▸ LISTING
--

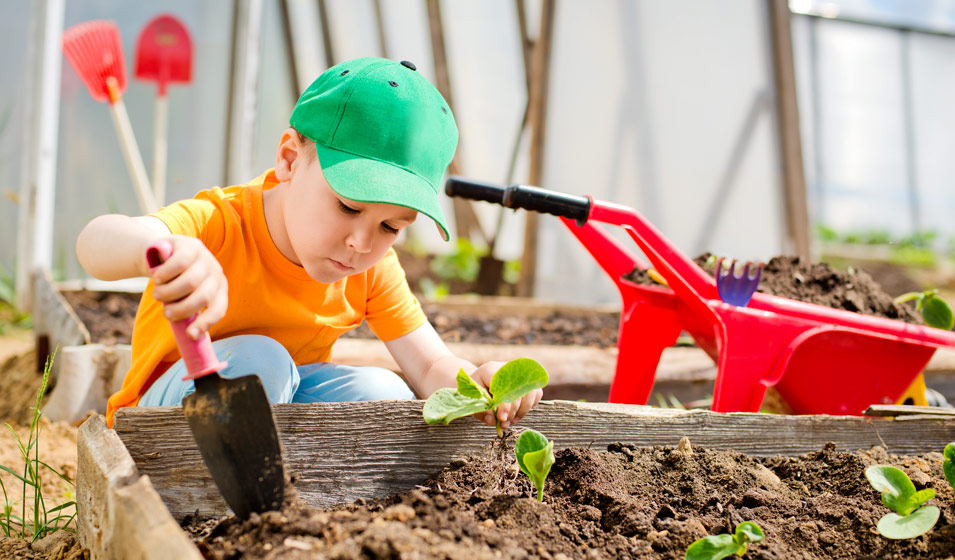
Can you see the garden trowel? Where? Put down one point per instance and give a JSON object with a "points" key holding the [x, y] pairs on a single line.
{"points": [[231, 421]]}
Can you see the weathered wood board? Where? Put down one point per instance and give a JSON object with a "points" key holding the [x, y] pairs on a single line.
{"points": [[338, 452]]}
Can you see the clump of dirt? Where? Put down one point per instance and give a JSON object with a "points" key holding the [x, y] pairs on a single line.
{"points": [[19, 387], [61, 545], [819, 283], [109, 316], [625, 502]]}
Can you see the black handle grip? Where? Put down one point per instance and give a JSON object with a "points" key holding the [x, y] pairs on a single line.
{"points": [[475, 190], [520, 196], [549, 202]]}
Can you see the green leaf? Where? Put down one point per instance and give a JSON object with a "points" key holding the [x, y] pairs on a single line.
{"points": [[897, 490], [535, 456], [894, 526], [936, 312], [748, 532], [469, 388], [948, 466], [713, 547], [515, 379], [921, 497], [446, 404]]}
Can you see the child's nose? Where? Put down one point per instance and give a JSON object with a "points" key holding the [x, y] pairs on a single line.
{"points": [[360, 240]]}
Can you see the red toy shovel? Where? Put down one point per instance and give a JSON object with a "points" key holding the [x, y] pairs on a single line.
{"points": [[231, 421], [163, 55]]}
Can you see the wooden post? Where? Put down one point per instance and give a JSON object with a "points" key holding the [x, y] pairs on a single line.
{"points": [[289, 50], [537, 117], [787, 111], [465, 219], [326, 34], [382, 34], [35, 218]]}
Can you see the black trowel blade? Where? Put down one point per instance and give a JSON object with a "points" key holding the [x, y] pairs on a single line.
{"points": [[233, 426]]}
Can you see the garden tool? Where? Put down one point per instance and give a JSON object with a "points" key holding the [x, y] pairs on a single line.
{"points": [[95, 51], [231, 421], [799, 348], [163, 55], [737, 289]]}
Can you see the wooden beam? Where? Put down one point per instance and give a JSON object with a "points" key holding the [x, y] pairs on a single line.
{"points": [[338, 452], [537, 119], [790, 144]]}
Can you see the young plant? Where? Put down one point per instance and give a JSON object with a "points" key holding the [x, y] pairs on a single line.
{"points": [[715, 547], [909, 518], [514, 380], [39, 521], [535, 456], [948, 466], [934, 309]]}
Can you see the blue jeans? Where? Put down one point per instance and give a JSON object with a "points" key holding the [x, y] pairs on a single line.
{"points": [[284, 382]]}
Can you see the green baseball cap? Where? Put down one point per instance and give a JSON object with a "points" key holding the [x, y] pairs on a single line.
{"points": [[382, 132]]}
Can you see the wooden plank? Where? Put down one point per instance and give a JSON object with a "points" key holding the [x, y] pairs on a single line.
{"points": [[896, 410], [338, 452], [119, 514]]}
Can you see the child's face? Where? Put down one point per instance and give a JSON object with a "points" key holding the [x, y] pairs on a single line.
{"points": [[331, 236]]}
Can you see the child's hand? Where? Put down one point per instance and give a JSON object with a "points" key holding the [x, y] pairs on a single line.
{"points": [[507, 413], [190, 283]]}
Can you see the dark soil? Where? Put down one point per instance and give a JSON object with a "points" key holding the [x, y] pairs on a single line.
{"points": [[625, 502], [819, 283], [109, 316]]}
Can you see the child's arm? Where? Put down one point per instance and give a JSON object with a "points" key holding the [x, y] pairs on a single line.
{"points": [[191, 282], [429, 365]]}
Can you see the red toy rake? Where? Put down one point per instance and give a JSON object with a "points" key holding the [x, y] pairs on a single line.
{"points": [[820, 360], [95, 51]]}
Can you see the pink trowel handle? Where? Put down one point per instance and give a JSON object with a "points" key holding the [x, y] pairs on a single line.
{"points": [[198, 355]]}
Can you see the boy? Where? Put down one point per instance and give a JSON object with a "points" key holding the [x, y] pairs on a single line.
{"points": [[277, 269]]}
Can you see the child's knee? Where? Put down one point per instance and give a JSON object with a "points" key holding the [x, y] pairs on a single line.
{"points": [[264, 357]]}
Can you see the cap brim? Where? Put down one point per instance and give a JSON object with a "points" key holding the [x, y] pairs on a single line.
{"points": [[367, 180]]}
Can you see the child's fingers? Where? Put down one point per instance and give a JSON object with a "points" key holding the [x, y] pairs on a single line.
{"points": [[528, 402]]}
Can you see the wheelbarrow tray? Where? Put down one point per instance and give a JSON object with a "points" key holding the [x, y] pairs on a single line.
{"points": [[821, 360]]}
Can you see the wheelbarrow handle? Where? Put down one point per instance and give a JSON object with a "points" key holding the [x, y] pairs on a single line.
{"points": [[521, 196]]}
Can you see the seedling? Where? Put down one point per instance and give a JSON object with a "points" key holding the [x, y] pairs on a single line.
{"points": [[535, 456], [514, 380], [715, 547], [35, 520], [948, 466], [909, 518], [934, 309]]}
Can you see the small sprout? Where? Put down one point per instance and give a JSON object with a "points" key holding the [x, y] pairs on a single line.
{"points": [[935, 310], [535, 456], [514, 380], [948, 466], [715, 547], [909, 518]]}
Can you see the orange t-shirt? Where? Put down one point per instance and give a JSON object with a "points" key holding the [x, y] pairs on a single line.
{"points": [[268, 294]]}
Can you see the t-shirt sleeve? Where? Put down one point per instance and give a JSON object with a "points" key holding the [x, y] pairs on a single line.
{"points": [[199, 217], [392, 310]]}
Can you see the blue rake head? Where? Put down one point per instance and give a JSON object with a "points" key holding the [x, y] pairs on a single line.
{"points": [[737, 289]]}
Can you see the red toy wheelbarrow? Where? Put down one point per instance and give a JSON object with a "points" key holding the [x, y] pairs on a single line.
{"points": [[820, 360]]}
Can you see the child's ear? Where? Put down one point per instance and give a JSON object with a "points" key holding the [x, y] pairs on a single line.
{"points": [[288, 151]]}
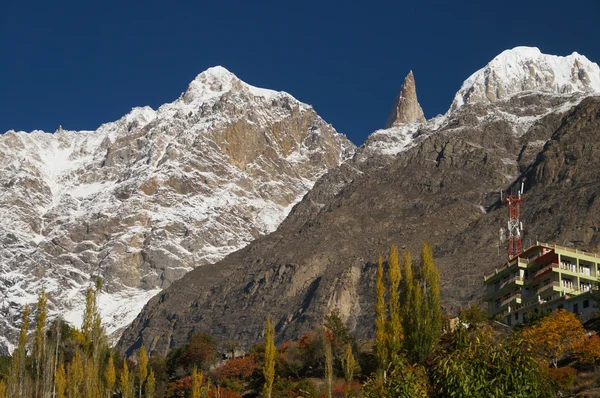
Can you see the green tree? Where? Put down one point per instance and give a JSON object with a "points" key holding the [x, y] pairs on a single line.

--

▸ PROMPT
Copy every row above word for word, leaving out the pictures.

▸ CORRECT OUTPUT
Can you see the garden trowel? Where? Put down one point per instance and give a JSON object with a "points" key holding the [x, y] pairs on a single line.
{"points": [[231, 421]]}
Can you see the weathered wood board? Where? Put down one point per instance and give a JSON object with a "points" key holding the [x, y] pairs on a single line.
{"points": [[338, 452]]}
Can you see the clump of dirt? Where? Put down one point per instance and give a JSON object with a "points" key holding the [x, y] pairs on a single line.
{"points": [[19, 387], [61, 545], [819, 283], [109, 316], [625, 502]]}
Can you see the black handle grip? Where? Put down one point per instance and give a JSON object with a "points" key holding the [x, y] pairs on a single line.
{"points": [[475, 190], [520, 196], [549, 202]]}
Can you see the green leaf? Where? Put down one point per instance and give a JSON object with a "points" key holding the [x, y] pairs on a single line.
{"points": [[897, 490], [535, 456], [894, 526], [936, 312], [748, 532], [469, 388], [948, 466], [713, 547], [515, 379], [921, 497], [446, 404]]}
Can you see the child's nose? Where? Put down one point per instance and give a JSON object with a "points" key holding the [x, y] pairs on a single line.
{"points": [[360, 240]]}
Can you see the red toy shovel? Where? Put down one point per instance and give a JSON object with a "points" key holding the [x, y] pairs on a single line.
{"points": [[231, 421], [163, 55]]}
Can you see the wooden post? Where? Put down one point per instance and give a JSON object with a "points" key holding the [x, y] pairs on a single line.
{"points": [[289, 50], [537, 117], [787, 111], [465, 219], [326, 34], [382, 34], [35, 218]]}
Can you see the black trowel blade? Where? Put down one point per instance and give a JSON object with a "points" key holding the [x, y] pairs on a single line.
{"points": [[233, 426]]}
Can you see the garden tool? Where? Put down one point per instance and give a JSON object with a "points" key holding the [x, y] pairs on a single line.
{"points": [[95, 51], [231, 421], [799, 348], [163, 55], [737, 289]]}
Can you see the wooden beam? Where? Put down one point per instance and give a JSON object with a "points" key holding the [x, y] pairs on a single line.
{"points": [[338, 452], [537, 119], [790, 144]]}
Can you see the young plant? Where? Put down one point per instance and give a JSON object with a "points" key holding the [x, y] pairs on a single line.
{"points": [[715, 547], [909, 518], [514, 380], [39, 521], [535, 456], [948, 466], [934, 309]]}
Can you see the blue jeans? Where? Put down one point per instance and give a JSON object with a "points" key holding the [x, y] pairs on a single line.
{"points": [[284, 382]]}
Can you see the green baseball cap? Where? Put down one point per instance and give a JSON object with a "points" key holding the [x, y] pairs on a single line.
{"points": [[382, 132]]}
Can you see the wooden plank? Where? Put down one point per instance and give a JSON object with a "points" key holding the [x, y] pairs on a single line.
{"points": [[896, 410], [338, 452], [119, 514]]}
Can you see the child's face? Where? Put down one point per instance and give a JSON object with a "points" key holding the [x, y] pairs on a single line.
{"points": [[331, 236]]}
Can you see the child's hand? Where? Put down one point per instance and give a JSON object with a "points" key holding the [x, y] pairs on a single line.
{"points": [[507, 413], [190, 283]]}
Can you see the dark soil? Where? Put down one point per instance and give a JSON object with a "points" key holding the [x, y] pairs on a single line.
{"points": [[625, 502], [819, 283], [109, 316]]}
Can you see the child's arm? Where? Put down one point per instance and give a JSON object with a "points" key holding the [x, y] pairs on a single line.
{"points": [[191, 282], [429, 365]]}
Can you see the red toy rake? Where? Put down one point per instance and give a JSON object with a "points" key holding the [x, y] pairs on a single line.
{"points": [[820, 360], [95, 51]]}
Can you see the pink trowel handle? Where? Put down one point per instance and give a JSON object with a "points" key holding the [x, y] pairs on a single line.
{"points": [[198, 355]]}
Can you see the boy? Where? Put down one point per instance and give a JSON object with a "points" key holding the [x, y] pairs on a single line.
{"points": [[277, 269]]}
Can you see the child's knee? Where? Put down one point per instance and give a JSON object with a "points" key holding the [x, y] pairs on a single line.
{"points": [[264, 357]]}
Can you see the cap brim? Where? Put down one point per instance and give a JSON object with a "points" key holding the [x, y] pairs on a single line.
{"points": [[367, 180]]}
Can you see the child's fingers? Where? Put down one point per instance and give a JSON object with a "points" key holding the [x, y] pairs on a single line.
{"points": [[528, 402]]}
Can you see the wheelbarrow tray? Where? Put down one point per instance and give a JSON object with a "points" key holding the [x, y] pairs on a single line.
{"points": [[821, 360]]}
Can you see the wheelbarrow handle? Where? Put down one point per instance and give a JSON object with a "points" key holding the [x, y] pairs on a single line.
{"points": [[521, 196]]}
Can you see the seedling? Where? Put down one point per instance and give a JSON object with a "points" key holding the [x, y] pairs on a single line.
{"points": [[535, 456], [514, 380], [715, 547], [35, 520], [948, 466], [909, 518], [934, 309]]}
Can you see the small sprout? Where? Put down one point per instance and give a JSON object with a "points" key holding the [x, y] pairs on a single line.
{"points": [[935, 310], [535, 456], [514, 380], [948, 466], [715, 547], [909, 518]]}
Can you see the orange t-shirt? Where? Put down one point per instance and give a JSON object with a "points" key holding the [x, y] pairs on a single line.
{"points": [[268, 294]]}
Can you see the t-shirt sleeve? Where? Put down one point per instance and give a JSON object with a "points" key holding the [x, y] pairs on a single line.
{"points": [[199, 217], [392, 310]]}
Can you see the blue rake head? Where? Put down one point per instance and give a JSON object with a "points" key holding the [x, y] pairs on a single line.
{"points": [[737, 289]]}
Can you see the red toy wheelbarrow? Where? Put down one point per instance and give a JSON object with a "points" key holding the [x, y] pairs on a single line.
{"points": [[820, 360]]}
Can you see the child's ear? Where? Put down one point per instance and give a JSON object with a "points" key holding the [x, y] pairs on a single line.
{"points": [[288, 151]]}
Can you see the green tree? Where? Put down one point per instance and give a JSON object with a "points" key holding the [x, y] pairs on a single line.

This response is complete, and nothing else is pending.